→ Article
"The place where Gandhi's civil disobedience began" Top 5 Page for this destination Pietermaritzburg Things to Do Tip by CatherineReichardt

Pietermaritzburg Things to Do: 11 reviews and 21 photos

 
 

Unlikely though it might seem, Pietermaritzburg is the place where Mahatma Gandhi first flexed his political muscles and embarked on his lifelong struggle to stand up to social inequality and defend the rights of the oppressed using non violent methods.

Gandhi came from India to South Africa in 1893 and was employed by a local Indian businessman, Dada Abdulla, to act as his lawyer. One of his assignments required him to travel to Pretoria on business in June 1893, and he was issued with a first class rail ticket for the journey. He boarded the train in Durban, but a white passenger vehemently objected to the presence of a 'coolie' in the same carriage and demanded that Gandhi relocate to the van compartment on the train. Gandhi stood his ground and refused to give up the seat that had been bought for him - and was forceably removed by the police at the next stop in Pietermaritzburg, where he was forced to sleep overnight in the station waiting room.

→ Entries provided
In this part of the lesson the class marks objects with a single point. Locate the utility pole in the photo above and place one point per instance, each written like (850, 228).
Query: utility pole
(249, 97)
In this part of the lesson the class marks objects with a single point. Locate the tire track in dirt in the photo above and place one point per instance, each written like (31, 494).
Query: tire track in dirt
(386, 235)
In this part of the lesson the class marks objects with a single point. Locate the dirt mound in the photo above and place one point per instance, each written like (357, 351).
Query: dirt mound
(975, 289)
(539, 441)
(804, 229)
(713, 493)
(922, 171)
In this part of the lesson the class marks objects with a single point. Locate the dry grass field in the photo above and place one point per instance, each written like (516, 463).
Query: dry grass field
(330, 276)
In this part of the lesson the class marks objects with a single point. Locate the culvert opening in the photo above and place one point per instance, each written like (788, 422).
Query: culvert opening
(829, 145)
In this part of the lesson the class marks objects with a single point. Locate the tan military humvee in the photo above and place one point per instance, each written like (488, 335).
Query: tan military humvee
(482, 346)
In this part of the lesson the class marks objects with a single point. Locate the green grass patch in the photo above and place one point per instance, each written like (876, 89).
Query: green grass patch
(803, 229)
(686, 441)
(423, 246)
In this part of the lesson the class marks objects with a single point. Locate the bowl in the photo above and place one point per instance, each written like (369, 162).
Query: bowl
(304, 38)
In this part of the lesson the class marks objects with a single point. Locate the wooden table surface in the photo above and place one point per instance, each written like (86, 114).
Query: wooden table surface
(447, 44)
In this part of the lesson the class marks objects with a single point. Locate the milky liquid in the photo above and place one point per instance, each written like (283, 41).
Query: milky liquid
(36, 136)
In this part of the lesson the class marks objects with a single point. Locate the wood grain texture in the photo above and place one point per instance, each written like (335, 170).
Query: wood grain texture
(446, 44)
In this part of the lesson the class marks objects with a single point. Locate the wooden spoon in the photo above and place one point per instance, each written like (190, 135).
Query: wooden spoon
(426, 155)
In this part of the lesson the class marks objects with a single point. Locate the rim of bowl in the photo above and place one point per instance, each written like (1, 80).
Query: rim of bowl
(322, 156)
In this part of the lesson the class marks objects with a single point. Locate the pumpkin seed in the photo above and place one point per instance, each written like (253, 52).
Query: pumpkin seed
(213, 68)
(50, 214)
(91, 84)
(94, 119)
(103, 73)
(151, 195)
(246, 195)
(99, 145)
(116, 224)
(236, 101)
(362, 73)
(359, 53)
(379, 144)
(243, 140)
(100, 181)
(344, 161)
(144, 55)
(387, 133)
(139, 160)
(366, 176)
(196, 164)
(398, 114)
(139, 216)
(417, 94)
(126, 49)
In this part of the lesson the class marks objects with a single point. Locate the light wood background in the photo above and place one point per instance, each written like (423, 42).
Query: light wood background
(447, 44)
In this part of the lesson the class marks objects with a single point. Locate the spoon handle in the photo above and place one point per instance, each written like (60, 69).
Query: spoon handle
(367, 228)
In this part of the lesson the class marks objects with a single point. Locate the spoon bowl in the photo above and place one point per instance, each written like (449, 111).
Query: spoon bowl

→ Set of tasks
a. State how many lines in the records contain the string "surface". Reply with the number alone.
b. Extend the passage on Gandhi in Pietermaritzburg, picking up from its final sentence.

→ The replies
a. 2

b.
In his memoirs, Gandhi recounts that, "It was winter ... and the cold was extremely bitter. My over-coat was in my luggage, but I did not dare to ask for it lest I should be insulted again, so I sat and shivered". He goes on to recount: “I was afraid for my very life. I entered the dark waiting-room. There was a white man in the room. I was afraid of him. What was my duty? I asked myself. Should I go back to India, or should I go forward with God as my helper, and face whatever was in store for me? I decided to stay and suffer. My active non-violence began from that date".

Gandhi was to stay in South Africa for a total of 21 years, fighting for equal rights for the growing Indian community. From there, he moved his focus to reforming India's social inequities, and the rest is history ...

Unfortunately there is nothing but a plaque at the railway station to commemorate this momentous event. However, I was informed by an associate that at the time of writing (March 2012) the Natal Museum is developing a display based on this incident and Gandhi's legacy has been recognised by a bronze statue that has been erected in the Church Street pedestrian precinct.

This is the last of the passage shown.